Exercise data
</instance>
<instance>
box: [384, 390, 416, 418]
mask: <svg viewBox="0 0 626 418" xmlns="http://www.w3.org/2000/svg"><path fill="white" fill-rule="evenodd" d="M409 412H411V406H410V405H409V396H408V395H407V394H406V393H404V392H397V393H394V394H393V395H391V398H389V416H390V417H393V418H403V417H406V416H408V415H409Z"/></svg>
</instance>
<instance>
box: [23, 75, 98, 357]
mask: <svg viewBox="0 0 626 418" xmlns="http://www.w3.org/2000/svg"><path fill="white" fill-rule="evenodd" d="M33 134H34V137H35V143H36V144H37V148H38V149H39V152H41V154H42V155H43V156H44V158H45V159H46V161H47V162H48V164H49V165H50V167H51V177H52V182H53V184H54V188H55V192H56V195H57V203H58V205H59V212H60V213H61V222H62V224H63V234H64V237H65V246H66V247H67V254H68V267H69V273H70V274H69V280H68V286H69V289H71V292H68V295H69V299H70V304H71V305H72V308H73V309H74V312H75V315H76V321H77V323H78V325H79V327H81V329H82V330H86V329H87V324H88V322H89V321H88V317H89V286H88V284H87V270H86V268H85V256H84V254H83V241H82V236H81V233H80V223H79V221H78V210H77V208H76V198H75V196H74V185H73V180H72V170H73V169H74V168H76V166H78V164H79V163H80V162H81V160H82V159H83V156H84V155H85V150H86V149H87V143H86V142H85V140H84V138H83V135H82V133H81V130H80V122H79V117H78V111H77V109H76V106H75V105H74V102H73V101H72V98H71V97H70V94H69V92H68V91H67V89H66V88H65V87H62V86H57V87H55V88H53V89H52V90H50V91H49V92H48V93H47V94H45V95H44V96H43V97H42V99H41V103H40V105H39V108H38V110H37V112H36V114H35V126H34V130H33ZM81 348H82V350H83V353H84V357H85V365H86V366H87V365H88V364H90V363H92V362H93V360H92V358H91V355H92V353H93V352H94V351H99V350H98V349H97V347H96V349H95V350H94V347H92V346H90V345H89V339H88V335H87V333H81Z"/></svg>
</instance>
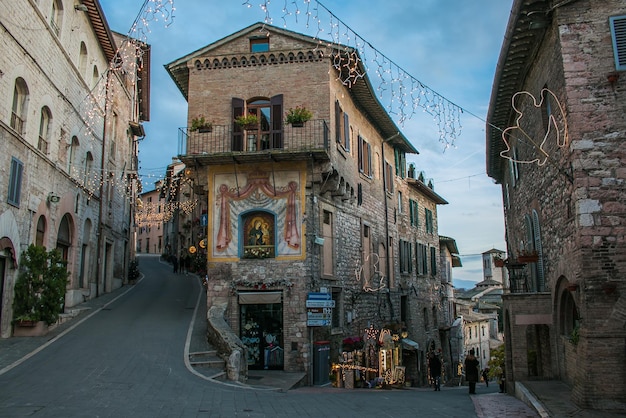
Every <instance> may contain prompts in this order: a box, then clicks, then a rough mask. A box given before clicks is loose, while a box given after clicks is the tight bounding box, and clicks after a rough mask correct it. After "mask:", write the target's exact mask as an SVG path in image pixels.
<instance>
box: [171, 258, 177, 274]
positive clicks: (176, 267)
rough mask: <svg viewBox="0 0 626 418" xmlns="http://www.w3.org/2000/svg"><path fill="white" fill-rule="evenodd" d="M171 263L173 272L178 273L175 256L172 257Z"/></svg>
mask: <svg viewBox="0 0 626 418" xmlns="http://www.w3.org/2000/svg"><path fill="white" fill-rule="evenodd" d="M172 258H173V260H172V265H173V266H174V273H178V258H177V257H176V256H174V257H172Z"/></svg>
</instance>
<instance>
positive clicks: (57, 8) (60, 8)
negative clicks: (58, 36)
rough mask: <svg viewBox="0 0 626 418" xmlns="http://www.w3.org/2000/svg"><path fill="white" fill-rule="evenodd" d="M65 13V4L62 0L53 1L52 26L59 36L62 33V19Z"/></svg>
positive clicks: (51, 25)
mask: <svg viewBox="0 0 626 418" xmlns="http://www.w3.org/2000/svg"><path fill="white" fill-rule="evenodd" d="M62 13H63V3H62V2H61V1H60V0H53V1H52V13H50V26H52V30H53V31H54V33H55V34H56V35H57V36H59V34H60V33H61V17H62Z"/></svg>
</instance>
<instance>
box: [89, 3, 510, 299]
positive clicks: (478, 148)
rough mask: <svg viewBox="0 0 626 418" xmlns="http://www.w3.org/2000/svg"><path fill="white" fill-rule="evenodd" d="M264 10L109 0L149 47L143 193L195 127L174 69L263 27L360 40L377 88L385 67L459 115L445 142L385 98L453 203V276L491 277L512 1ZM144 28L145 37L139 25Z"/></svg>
mask: <svg viewBox="0 0 626 418" xmlns="http://www.w3.org/2000/svg"><path fill="white" fill-rule="evenodd" d="M155 1H156V3H155ZM172 3H173V6H174V8H175V9H174V10H173V12H172V7H171V4H172ZM266 3H267V2H266V1H264V0H249V1H246V0H236V1H233V0H170V1H169V2H168V0H147V1H146V0H100V4H101V6H102V9H103V11H104V14H105V16H106V19H107V21H108V23H109V27H110V28H111V30H113V31H115V32H119V33H122V34H126V35H131V36H133V37H137V38H140V39H142V38H144V37H145V39H142V40H144V41H145V42H147V43H148V44H150V45H151V50H152V62H151V110H150V121H149V122H146V123H144V129H145V131H146V137H145V139H143V140H142V142H141V143H140V147H139V160H140V163H139V165H140V170H139V173H140V176H141V177H142V181H143V186H144V191H146V190H151V189H153V188H154V182H155V181H157V180H158V179H159V178H162V177H163V175H164V174H165V168H166V166H167V165H168V164H170V163H171V161H172V157H173V156H176V155H177V154H178V129H179V128H180V127H183V126H185V125H186V120H187V102H186V101H185V99H184V98H183V96H182V94H181V93H180V91H179V90H178V89H177V87H176V86H175V85H174V82H173V81H172V79H171V78H170V76H169V75H168V74H167V72H166V70H165V69H164V65H165V64H168V63H170V62H172V61H174V60H176V59H178V58H180V57H182V56H184V55H187V54H189V53H191V52H193V51H196V50H198V49H200V48H202V47H204V46H206V45H209V44H211V43H213V42H215V41H218V40H220V39H222V38H224V37H226V36H228V35H230V34H232V33H234V32H237V31H239V30H241V29H243V28H246V27H248V26H250V25H252V24H254V23H256V22H263V21H265V22H267V23H270V24H272V25H274V26H278V27H282V28H285V29H287V30H292V31H295V32H298V33H302V34H306V35H311V36H318V37H319V38H321V39H324V40H337V41H340V42H342V43H350V42H355V44H354V45H356V42H358V43H359V44H360V45H366V48H364V49H363V52H364V54H363V55H364V57H365V58H366V60H367V61H366V64H367V67H368V70H369V71H368V77H369V78H370V81H371V82H372V85H374V86H382V88H383V89H384V91H385V92H387V93H389V92H390V91H394V89H393V88H391V86H387V85H385V84H384V83H383V81H385V80H387V81H392V80H391V79H389V78H386V77H387V76H385V77H384V78H380V77H379V76H378V75H377V71H376V70H377V69H378V68H381V67H378V66H377V64H379V63H381V62H382V63H383V67H382V68H383V69H388V70H390V71H389V74H392V75H390V76H389V77H394V78H400V77H399V76H393V74H394V73H395V74H402V75H403V77H404V78H405V80H410V81H412V82H413V83H414V82H416V81H417V82H419V83H420V84H422V85H423V86H425V87H426V88H427V89H428V91H430V92H431V94H432V95H434V97H437V98H441V99H443V100H444V102H445V103H447V104H451V105H452V107H453V108H455V109H458V110H459V111H458V118H452V120H454V121H455V128H456V133H457V135H456V137H455V138H453V141H452V140H451V139H450V137H449V136H447V135H446V136H445V140H444V141H442V140H441V139H440V134H439V132H440V129H439V125H438V124H437V123H436V122H435V120H434V118H433V116H432V115H429V114H428V113H426V112H424V111H423V110H421V109H418V113H417V114H416V115H415V116H412V117H411V118H410V119H406V120H404V121H400V120H399V119H398V117H399V112H398V102H397V101H395V102H394V101H393V97H391V98H390V97H389V96H388V95H386V96H385V95H384V93H383V96H381V97H380V101H381V103H382V104H383V106H385V107H386V108H387V109H388V111H390V113H391V115H392V118H393V119H394V121H395V122H396V124H397V125H398V127H399V128H400V130H401V131H402V132H403V134H404V135H405V137H407V138H408V139H409V140H410V141H411V142H412V144H413V145H414V147H415V148H416V149H417V150H418V151H419V155H408V156H407V162H408V163H414V164H415V165H416V168H417V170H418V172H421V171H423V172H424V175H425V177H426V179H432V180H433V182H434V190H435V192H436V193H437V194H439V195H440V196H442V197H443V198H444V199H445V200H446V201H448V204H447V205H440V206H439V207H438V210H437V216H438V228H439V234H440V235H444V236H447V237H451V238H454V239H455V240H456V243H457V247H458V248H459V253H460V256H461V262H462V264H463V267H460V268H454V269H453V272H452V275H453V278H454V282H455V285H456V286H460V287H467V285H466V284H467V283H468V282H478V281H481V280H483V271H482V259H481V254H482V253H483V252H485V251H489V250H490V249H492V248H497V249H500V250H506V246H505V244H504V216H503V209H502V192H501V187H500V186H499V185H497V184H495V182H494V181H493V180H492V179H490V178H489V177H488V176H487V174H486V163H485V161H486V157H485V150H486V142H485V141H486V138H485V123H486V122H485V120H486V115H487V111H488V107H489V98H490V95H491V87H492V84H493V77H494V73H495V68H496V63H497V60H498V56H499V53H500V48H501V45H502V42H503V39H504V32H505V29H506V25H507V22H508V19H509V14H510V10H511V5H512V0H475V1H467V0H417V1H416V0H394V1H393V2H391V1H389V0H325V1H324V2H316V1H315V0H310V1H308V2H307V1H306V0H273V1H272V2H271V3H269V5H268V7H266V8H264V7H261V6H262V5H266ZM144 4H145V6H146V7H144ZM158 4H164V5H166V7H164V8H163V10H165V11H166V12H167V13H169V14H168V15H167V18H165V17H164V16H163V15H160V14H158V15H156V16H153V15H151V14H146V13H140V12H142V11H143V12H145V11H146V10H149V8H152V9H154V8H156V7H157V5H158ZM390 5H393V6H390ZM307 6H308V10H309V11H310V12H311V14H310V15H308V14H307V13H306V11H307ZM284 9H286V10H288V11H289V12H291V14H288V15H285V13H284V12H283V10H284ZM296 10H299V13H296ZM172 16H173V18H172ZM283 16H284V18H283ZM142 17H149V20H144V19H142ZM135 22H137V25H136V26H135V27H136V28H137V29H139V31H135V30H131V29H132V28H133V24H134V23H135ZM334 25H338V26H334ZM337 27H338V28H339V29H337ZM333 33H334V34H333ZM354 45H353V46H354ZM405 85H406V82H405ZM387 87H390V88H387ZM377 88H378V87H377ZM412 103H413V102H409V104H412ZM446 145H447V146H446Z"/></svg>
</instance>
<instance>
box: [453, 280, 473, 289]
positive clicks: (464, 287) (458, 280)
mask: <svg viewBox="0 0 626 418" xmlns="http://www.w3.org/2000/svg"><path fill="white" fill-rule="evenodd" d="M452 284H453V285H454V287H455V288H456V289H465V290H469V289H473V288H474V286H476V282H474V281H472V280H461V279H452Z"/></svg>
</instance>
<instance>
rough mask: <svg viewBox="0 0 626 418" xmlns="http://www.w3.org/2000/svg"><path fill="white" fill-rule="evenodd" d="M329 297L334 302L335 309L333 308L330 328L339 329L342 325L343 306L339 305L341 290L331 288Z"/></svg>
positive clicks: (334, 307) (335, 288) (340, 301)
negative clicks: (332, 299) (329, 297)
mask: <svg viewBox="0 0 626 418" xmlns="http://www.w3.org/2000/svg"><path fill="white" fill-rule="evenodd" d="M331 297H332V298H333V300H334V301H335V307H334V308H333V313H332V315H333V319H332V325H331V326H332V328H341V327H342V326H343V323H342V321H341V319H342V318H343V305H342V303H341V289H340V288H333V289H332V290H331Z"/></svg>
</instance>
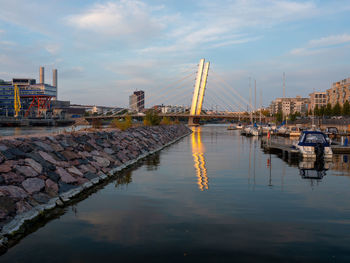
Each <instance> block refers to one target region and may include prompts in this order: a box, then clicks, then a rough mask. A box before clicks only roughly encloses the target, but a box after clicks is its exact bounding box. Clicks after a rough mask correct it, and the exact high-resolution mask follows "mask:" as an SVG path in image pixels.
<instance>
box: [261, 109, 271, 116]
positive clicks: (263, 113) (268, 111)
mask: <svg viewBox="0 0 350 263" xmlns="http://www.w3.org/2000/svg"><path fill="white" fill-rule="evenodd" d="M261 114H262V115H264V116H266V117H268V116H270V111H269V110H263V111H261Z"/></svg>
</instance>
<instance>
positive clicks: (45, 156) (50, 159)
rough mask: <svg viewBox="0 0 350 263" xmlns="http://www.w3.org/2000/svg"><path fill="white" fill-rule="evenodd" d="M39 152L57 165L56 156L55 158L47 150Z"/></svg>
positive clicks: (45, 158) (46, 160) (45, 159)
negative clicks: (48, 153)
mask: <svg viewBox="0 0 350 263" xmlns="http://www.w3.org/2000/svg"><path fill="white" fill-rule="evenodd" d="M39 154H40V156H41V157H42V158H43V159H44V160H45V161H48V162H50V163H52V164H54V165H57V161H56V160H55V158H53V156H52V155H50V154H48V153H46V152H43V151H39Z"/></svg>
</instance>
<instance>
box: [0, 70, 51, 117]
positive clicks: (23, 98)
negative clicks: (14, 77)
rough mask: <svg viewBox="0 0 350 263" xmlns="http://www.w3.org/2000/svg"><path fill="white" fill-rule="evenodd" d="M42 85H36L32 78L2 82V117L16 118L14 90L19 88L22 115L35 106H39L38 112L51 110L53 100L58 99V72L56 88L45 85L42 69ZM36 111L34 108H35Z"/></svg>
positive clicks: (0, 91)
mask: <svg viewBox="0 0 350 263" xmlns="http://www.w3.org/2000/svg"><path fill="white" fill-rule="evenodd" d="M39 75H40V83H36V80H35V79H30V78H13V79H12V81H4V80H0V115H2V116H14V88H15V85H17V86H18V89H19V95H20V101H21V113H20V115H24V112H26V111H27V110H28V109H29V108H31V107H32V106H33V105H35V106H37V108H38V109H37V111H39V110H40V109H44V108H45V109H47V108H49V102H50V100H51V99H56V97H57V71H56V76H54V77H56V86H53V85H49V84H45V83H43V81H44V68H43V67H40V72H39ZM33 110H34V107H33Z"/></svg>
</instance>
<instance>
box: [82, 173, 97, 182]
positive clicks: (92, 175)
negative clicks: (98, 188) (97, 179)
mask: <svg viewBox="0 0 350 263" xmlns="http://www.w3.org/2000/svg"><path fill="white" fill-rule="evenodd" d="M84 177H85V178H86V179H89V180H92V179H94V178H96V177H98V175H97V174H95V173H91V172H88V173H86V174H84Z"/></svg>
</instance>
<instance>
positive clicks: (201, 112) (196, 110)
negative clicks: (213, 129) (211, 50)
mask: <svg viewBox="0 0 350 263" xmlns="http://www.w3.org/2000/svg"><path fill="white" fill-rule="evenodd" d="M209 70H210V73H209ZM183 74H184V75H185V76H183V77H180V78H178V79H176V80H173V81H168V82H167V84H166V85H164V86H162V87H159V88H157V87H155V88H154V89H152V90H150V91H146V92H145V94H146V96H145V97H146V98H145V99H143V100H145V102H147V105H149V106H150V107H153V106H155V105H167V104H172V105H191V107H190V110H189V112H186V113H161V114H159V115H160V116H167V117H172V118H188V123H189V124H190V125H197V124H198V123H199V120H200V119H238V120H242V119H249V120H251V121H253V120H256V121H264V120H265V116H263V115H262V114H261V113H260V112H258V111H257V109H256V99H255V105H254V106H253V103H252V92H251V90H250V100H249V101H247V100H246V99H245V98H244V97H243V96H242V95H241V94H240V93H239V92H237V91H236V90H235V89H234V88H233V87H232V85H231V84H229V83H228V82H227V81H225V79H224V78H223V77H221V76H220V75H219V74H216V73H215V72H214V71H213V70H212V69H210V62H206V61H205V59H201V60H200V62H199V64H198V68H197V70H196V69H195V68H191V69H190V70H188V71H185V72H184V73H183ZM209 76H210V77H209ZM193 82H194V83H195V84H194V86H193ZM204 99H205V100H204ZM139 102H140V101H138V102H136V103H139ZM260 106H261V105H260ZM214 107H215V108H217V107H219V108H220V109H221V111H220V113H218V112H217V110H216V111H214V110H213V108H214ZM210 108H212V110H211V111H210V114H207V113H206V112H208V109H210ZM203 109H207V111H204V110H203ZM123 110H124V109H123ZM123 110H120V111H117V112H115V113H113V114H112V115H109V116H90V117H86V119H87V120H92V119H111V118H116V117H123V116H124V115H120V113H121V112H122V111H123ZM253 112H255V114H253ZM243 113H245V114H243ZM131 116H133V117H142V116H140V114H131Z"/></svg>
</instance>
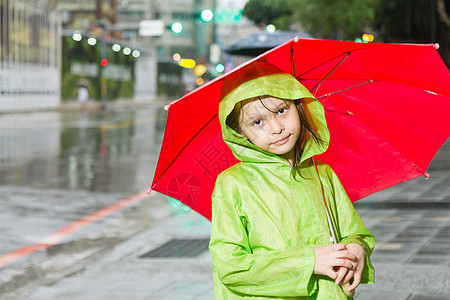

Your objective
Show every line above that contains the string "negative". Case counts.

Output of the exercise
negative clicks: (58, 36)
negative clicks: (332, 299) (329, 297)
negative clicks: (48, 153)
negative clicks: (14, 77)
negative clicks: (98, 188) (97, 179)
negative clicks: (213, 129) (211, 50)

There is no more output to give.